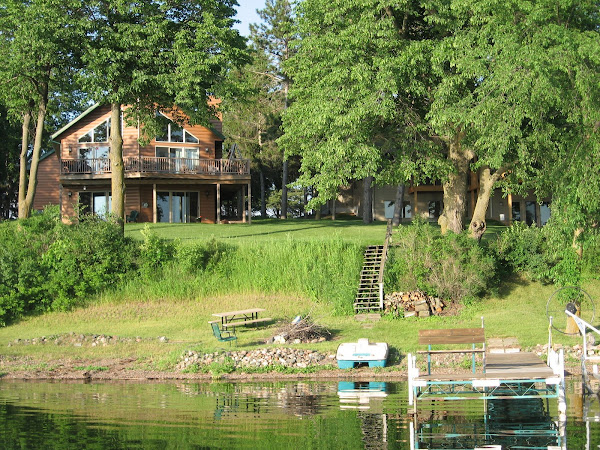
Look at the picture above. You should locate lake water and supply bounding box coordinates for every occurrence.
[0,378,598,449]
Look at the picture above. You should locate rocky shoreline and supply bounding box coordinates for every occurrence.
[1,332,594,381]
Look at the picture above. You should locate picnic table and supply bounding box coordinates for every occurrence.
[212,308,271,330]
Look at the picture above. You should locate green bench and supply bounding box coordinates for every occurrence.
[417,327,486,375]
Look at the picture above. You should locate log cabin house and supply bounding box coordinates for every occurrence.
[34,103,251,224]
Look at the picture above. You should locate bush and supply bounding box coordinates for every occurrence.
[581,234,600,280]
[0,208,62,325]
[0,209,137,325]
[138,225,175,277]
[42,215,137,310]
[385,220,497,303]
[494,221,551,281]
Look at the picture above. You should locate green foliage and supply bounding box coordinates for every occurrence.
[266,188,306,218]
[386,221,496,302]
[138,225,174,277]
[0,208,62,325]
[0,209,135,325]
[493,221,600,286]
[581,234,600,280]
[42,215,136,310]
[494,222,550,281]
[203,357,236,378]
[175,238,231,274]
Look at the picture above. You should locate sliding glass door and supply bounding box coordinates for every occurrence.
[157,191,198,223]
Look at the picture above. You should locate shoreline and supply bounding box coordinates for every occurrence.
[0,353,583,382]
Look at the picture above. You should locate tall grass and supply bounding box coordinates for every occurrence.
[118,239,364,315]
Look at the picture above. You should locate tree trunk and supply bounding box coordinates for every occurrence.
[281,78,290,220]
[392,183,405,226]
[573,228,584,259]
[363,176,373,224]
[314,187,321,220]
[438,132,472,234]
[302,187,307,217]
[469,167,501,241]
[19,91,47,219]
[281,159,288,219]
[109,103,124,232]
[17,110,32,219]
[259,167,266,218]
[331,196,336,220]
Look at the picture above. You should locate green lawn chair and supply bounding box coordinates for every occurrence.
[126,210,139,222]
[209,321,237,346]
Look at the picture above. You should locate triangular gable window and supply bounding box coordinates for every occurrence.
[78,118,111,143]
[156,113,199,144]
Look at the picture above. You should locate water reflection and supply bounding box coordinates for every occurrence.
[0,378,598,449]
[338,382,389,448]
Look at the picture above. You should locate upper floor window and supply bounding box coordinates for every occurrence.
[79,118,111,143]
[155,113,199,144]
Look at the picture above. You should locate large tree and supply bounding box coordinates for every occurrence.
[80,0,248,230]
[423,0,600,239]
[251,0,296,219]
[0,0,85,219]
[281,1,439,222]
[283,0,599,236]
[222,47,285,218]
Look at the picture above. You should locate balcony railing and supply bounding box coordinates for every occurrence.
[61,157,250,176]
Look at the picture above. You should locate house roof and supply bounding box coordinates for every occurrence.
[52,103,226,141]
[51,103,101,140]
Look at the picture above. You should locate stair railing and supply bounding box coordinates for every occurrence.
[377,219,393,309]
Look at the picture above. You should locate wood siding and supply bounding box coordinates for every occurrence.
[33,153,61,211]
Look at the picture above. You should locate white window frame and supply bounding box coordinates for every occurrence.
[155,113,199,144]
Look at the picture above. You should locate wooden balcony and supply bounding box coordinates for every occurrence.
[60,157,250,180]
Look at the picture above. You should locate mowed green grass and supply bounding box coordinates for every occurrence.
[125,218,389,246]
[0,219,597,371]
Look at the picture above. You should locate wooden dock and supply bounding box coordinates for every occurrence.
[408,350,566,412]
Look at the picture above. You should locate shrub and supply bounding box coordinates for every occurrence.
[385,221,497,303]
[494,221,550,280]
[42,215,137,311]
[0,209,138,324]
[138,225,175,277]
[0,208,62,325]
[581,234,600,280]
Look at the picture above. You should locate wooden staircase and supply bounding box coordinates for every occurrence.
[353,245,385,312]
[353,220,393,313]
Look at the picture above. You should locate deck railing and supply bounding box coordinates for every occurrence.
[61,157,250,176]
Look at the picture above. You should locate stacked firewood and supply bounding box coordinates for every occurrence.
[384,291,445,317]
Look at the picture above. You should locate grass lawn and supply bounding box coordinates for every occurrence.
[1,219,597,372]
[125,217,390,246]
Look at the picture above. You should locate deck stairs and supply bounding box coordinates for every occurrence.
[353,221,393,313]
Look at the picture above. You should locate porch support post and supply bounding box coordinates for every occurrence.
[248,181,252,225]
[153,183,157,223]
[216,183,221,224]
[241,186,246,223]
[507,193,513,224]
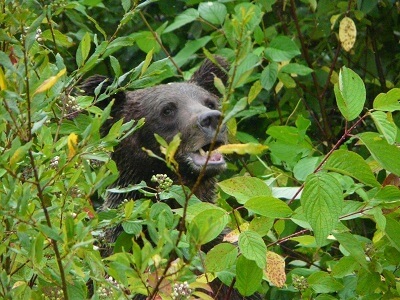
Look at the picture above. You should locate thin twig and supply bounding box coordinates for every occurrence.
[139,11,183,76]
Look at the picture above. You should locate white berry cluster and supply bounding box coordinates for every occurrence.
[35,28,42,42]
[151,174,173,191]
[64,95,80,119]
[50,156,60,169]
[97,276,122,298]
[171,281,192,300]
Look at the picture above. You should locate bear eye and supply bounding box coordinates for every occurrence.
[161,104,176,117]
[205,101,217,110]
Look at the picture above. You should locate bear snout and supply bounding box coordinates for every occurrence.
[197,110,226,135]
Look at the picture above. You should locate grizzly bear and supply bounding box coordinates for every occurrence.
[82,57,261,300]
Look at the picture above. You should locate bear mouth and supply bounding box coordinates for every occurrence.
[189,142,225,167]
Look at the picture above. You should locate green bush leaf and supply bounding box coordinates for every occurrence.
[164,9,199,33]
[323,149,380,187]
[238,230,267,269]
[260,62,278,91]
[205,243,238,272]
[301,173,343,246]
[218,176,271,204]
[198,2,227,25]
[173,36,211,67]
[371,185,400,204]
[357,132,400,176]
[76,32,91,67]
[235,255,263,296]
[373,88,400,112]
[278,72,296,88]
[122,220,142,235]
[189,208,229,245]
[333,232,367,269]
[385,217,400,252]
[244,196,293,218]
[280,63,313,76]
[265,36,301,62]
[308,271,344,293]
[370,111,397,144]
[334,66,366,121]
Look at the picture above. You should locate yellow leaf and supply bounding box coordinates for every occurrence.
[223,223,249,243]
[0,67,6,90]
[217,143,268,155]
[339,17,357,52]
[265,251,286,288]
[34,68,66,95]
[10,142,32,168]
[68,133,78,158]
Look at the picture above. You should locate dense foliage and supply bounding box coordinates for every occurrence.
[1,0,400,299]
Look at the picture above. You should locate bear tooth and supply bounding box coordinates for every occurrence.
[199,148,208,156]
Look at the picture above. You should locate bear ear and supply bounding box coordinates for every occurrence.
[189,55,229,96]
[80,75,126,110]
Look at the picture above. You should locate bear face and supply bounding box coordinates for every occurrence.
[122,82,227,177]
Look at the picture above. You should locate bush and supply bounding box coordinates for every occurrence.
[1,0,399,299]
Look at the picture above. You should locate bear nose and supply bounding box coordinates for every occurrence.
[198,110,224,132]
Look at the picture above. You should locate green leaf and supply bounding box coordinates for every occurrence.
[76,32,91,67]
[293,156,322,181]
[173,36,212,67]
[218,176,271,204]
[357,132,400,176]
[331,256,358,278]
[42,29,74,47]
[385,217,400,252]
[122,220,142,235]
[67,278,86,300]
[235,255,263,297]
[323,149,380,187]
[140,48,153,77]
[373,88,400,112]
[37,224,63,242]
[333,232,367,269]
[205,243,238,272]
[198,2,227,25]
[370,111,397,144]
[136,31,160,53]
[278,72,296,88]
[231,3,263,34]
[308,271,344,293]
[109,56,122,77]
[121,0,131,12]
[264,36,301,62]
[280,63,314,76]
[238,230,267,269]
[301,173,343,246]
[244,196,293,218]
[189,208,229,245]
[334,66,366,121]
[232,54,260,88]
[356,269,381,296]
[260,62,278,91]
[164,9,199,33]
[34,233,45,265]
[124,200,134,218]
[371,185,400,204]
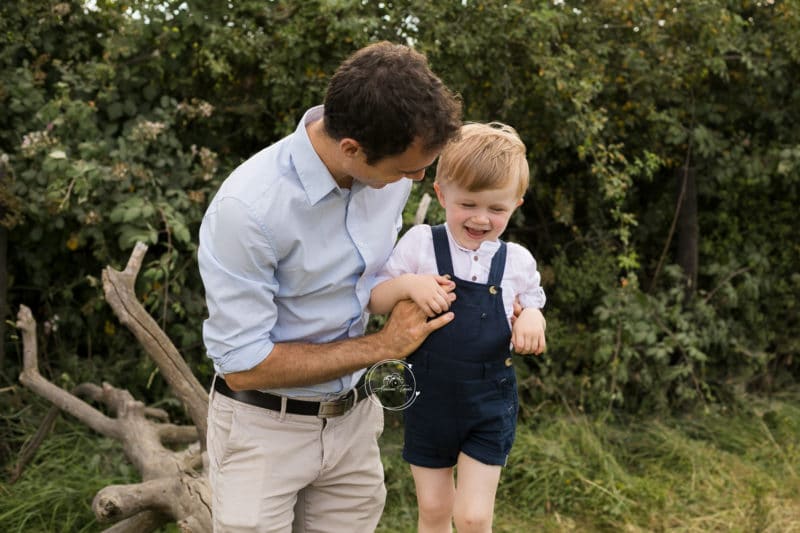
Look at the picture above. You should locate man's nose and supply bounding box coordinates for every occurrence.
=======
*Work order:*
In your copy, leave out the pictures and reproduce the material above exactly.

*Reply:*
Look at the picture above. You should locate lake water and supply bounding box coordinates for every occurrence.
[0,378,598,449]
Look at the picture above. You should locate rocky shoreline and supply bounding box coordinates for every occurrence.
[1,332,594,381]
Look at the picture above. You should locate picnic table and supply bounding box coordinates for every occurrence.
[212,308,271,330]
Look at the picture above. You should locate green bench and supply bounding box coordinates for every occurrence.
[417,327,486,375]
Look at the picture above. You should locate log cabin house and supply bounding box coordinates for every occurrence.
[34,103,251,224]
Look at the picture above. You should locate bush and supply bounding box coordinates for every occurrence.
[581,234,600,280]
[0,208,62,325]
[0,209,137,325]
[138,225,175,277]
[42,215,137,310]
[385,220,497,303]
[494,221,551,281]
Look at the picture above. You should locate green foliage and supply bounding box coordinates for every occurrence.
[266,188,306,218]
[386,221,496,302]
[138,225,174,277]
[0,208,62,325]
[0,209,135,325]
[493,221,600,286]
[581,234,600,280]
[42,215,136,310]
[494,222,550,281]
[203,357,236,378]
[175,238,231,274]
Look at the picture above. You should locate sliding glass door and supply bounding box coordinates for every occurrence.
[157,191,198,223]
Look at the picture above. You should locate shoreline and supply bounding box coordinates for every occurrence.
[0,353,583,382]
Look at the picture above. You should locate tall grass and supply bounding box coordinates for every occurrence.
[118,239,364,315]
Look at the picture above. You should locate tree trunk and supply bounding box coordinates for every occurrence.
[281,78,290,220]
[392,183,405,226]
[573,228,584,259]
[363,176,373,224]
[314,187,321,220]
[438,132,472,234]
[302,187,307,217]
[469,167,501,241]
[19,91,47,219]
[281,159,288,219]
[109,103,124,232]
[17,110,32,219]
[259,167,266,218]
[331,196,336,220]
Look at the picture above. You should locate green lawn chair and supply bounding box coordinates for every occurrence.
[126,210,139,222]
[209,321,237,346]
Look at the picture above. You should locate triangular gable window and supply bounding box coordinates for every occurrence.
[78,118,111,143]
[156,113,199,144]
Look at the picture above. You should locate water reflection and supply bounding box coordinates for every occurrence.
[0,378,598,449]
[338,382,389,448]
Look at the picture above. You should locate upper floor window and supply bounding box coordinates for every occurrence.
[79,118,111,143]
[155,113,199,144]
Look at the picture above. You should locate large tree and supply bounding box coordinates for every occurrence.
[80,0,248,230]
[423,0,600,239]
[251,0,296,219]
[0,0,85,219]
[281,1,439,222]
[283,0,599,236]
[222,47,285,218]
Look at the picture above. You should locate balcony railing and supply bounding box coordinates for every occurrence.
[61,157,250,176]
Look at the picture above. You should locate house roof and supply bounding box coordinates for every occurrence.
[52,103,226,141]
[51,103,101,140]
Look at the picture above. You should locate stair railing and supply bounding box coordinates for every occurrence.
[377,219,393,309]
Look at the picture above. You should locate wood siding and supply bounding box coordinates for every occurrence.
[33,153,61,211]
Look at the picture above. You should locate white window frame and supply bounding box coordinates for every occurrence.
[155,113,199,144]
Look at the picture above. You should locate wooden balcony and supply bounding box coordinates for every occurrence.
[60,157,250,180]
Look at the picture above. You should locate mowed green grass and supply bounding box coordinates for every occurrence.
[125,218,389,246]
[0,219,597,371]
Look at the picture above. You should locate wooden dock and supply bounding box coordinates for every occurrence.
[408,350,566,412]
Look at the picture above. You should locate shrub and supply bounding box coordinates for every occurrence.
[385,221,497,303]
[494,221,550,280]
[42,215,137,311]
[0,209,138,324]
[138,225,175,277]
[0,208,62,325]
[581,234,600,280]
Look at the picture above. You should locate wooden staircase and supply bounding box coordinates for every occurrence.
[353,245,385,312]
[353,220,393,313]
Look at the picture above. You should locate deck railing and supply bounding box coordinates for every occurrence.
[61,157,250,176]
Look at the picture above. You should locate stacked firewood and supply bounding box coordinates for every occurrence.
[384,291,445,317]
Look at the picture above. You should locate grass lawn and supply bounding box coordinates for every occurrence.
[1,219,597,372]
[125,217,390,246]
Look at the picture above. You should locate deck stairs and supply bounding box coordinates for every occurrence.
[353,221,393,313]
Look at the picture above. You should locate porch support post and supply bounding box coordinates for every occurrence.
[248,181,252,225]
[153,183,157,223]
[216,183,221,224]
[241,186,246,223]
[507,193,513,224]
Look at the picture above. You should locate thin twig and supply bounding box coordinates for every occurrence.
[139,11,183,76]
Look at the picture above. You should locate white berry cluster and supply bounding box coordinates for every occurrence.
[35,28,42,42]
[151,174,173,191]
[64,95,80,119]
[50,156,60,169]
[97,276,122,298]
[171,281,192,300]
Look at the picture above. You should locate bear eye and supply bounding box coordinates for every occurrence.
[161,104,176,117]
[205,101,217,110]
Look at the picture above. You should locate bear snout and supply bounding box coordinates for every occurrence.
[197,110,226,135]
Look at the picture above. You should locate grizzly bear and supply bounding box coordinates for every occurrence.
[82,57,261,300]
Look at the picture above. You should locate bear mouth and supply bounding box coordinates for every occurrence.
[189,142,225,167]
Look at the picture above. You should locate green bush leaf and supply bounding box coordinates for every occurrence.
[164,9,199,33]
[323,149,380,187]
[238,230,267,269]
[260,62,278,91]
[205,243,238,272]
[301,173,343,246]
[218,176,271,204]
[198,2,227,25]
[173,36,211,67]
[371,185,400,204]
[357,132,400,176]
[76,32,91,67]
[235,255,263,296]
[373,88,400,112]
[278,72,296,88]
[122,220,142,235]
[189,208,229,245]
[333,232,367,269]
[385,217,400,252]
[244,196,293,218]
[280,63,313,76]
[265,36,301,62]
[308,271,344,293]
[370,111,397,144]
[334,66,366,121]
Look at the picture above. You should locate yellow leaf and supply bounding box coordinates for every occurrence.
[223,223,249,243]
[0,67,6,90]
[217,143,268,155]
[339,17,357,52]
[265,251,286,288]
[34,68,66,95]
[10,142,32,168]
[68,133,78,158]
Look at the picture above. You should locate dense foliage and supply bounding box coordinates for every occurrence.
[1,0,400,299]
Look at the picture above. You should locate bear tooth and supply bounding box coordinates for every occurrence.
[199,148,208,156]
Look at the picture above. You should locate bear ear and supply bounding box coordinates for every occurrence.
[189,55,229,96]
[80,75,126,110]
Look at the picture above. You should locate bear face and supply bounding box coordinates for every occurrence.
[122,82,227,177]
Look at the picture above. You should locate bush and supply bounding box coordinates for every occurrence.
[1,0,399,299]
Look at the picture above. You should locate bear nose and supply bounding box coordinates for every occurrence.
[198,110,224,132]
Look at the picture above. You should locate green leaf and supply bounding box coordinates for every occurrence.
[76,32,91,67]
[293,156,322,181]
[173,36,212,67]
[218,176,271,204]
[357,132,400,176]
[331,256,358,278]
[42,29,74,47]
[385,217,400,252]
[122,220,142,235]
[67,278,86,300]
[235,255,263,297]
[323,149,380,187]
[140,48,153,77]
[373,88,400,112]
[37,224,63,242]
[333,232,367,269]
[205,243,238,272]
[198,2,227,25]
[370,111,397,144]
[136,31,160,53]
[278,72,296,88]
[231,3,263,34]
[308,271,344,293]
[109,56,122,77]
[121,0,131,12]
[264,36,301,62]
[280,63,314,76]
[238,230,267,269]
[301,173,343,246]
[244,196,293,218]
[189,208,229,245]
[334,66,366,121]
[232,54,260,88]
[356,269,381,296]
[260,62,278,91]
[164,9,199,33]
[34,233,45,265]
[124,200,134,218]
[371,185,400,204]
Look at the picture above. You should locate man's nose and supply bounding box coordinates for every occurrence.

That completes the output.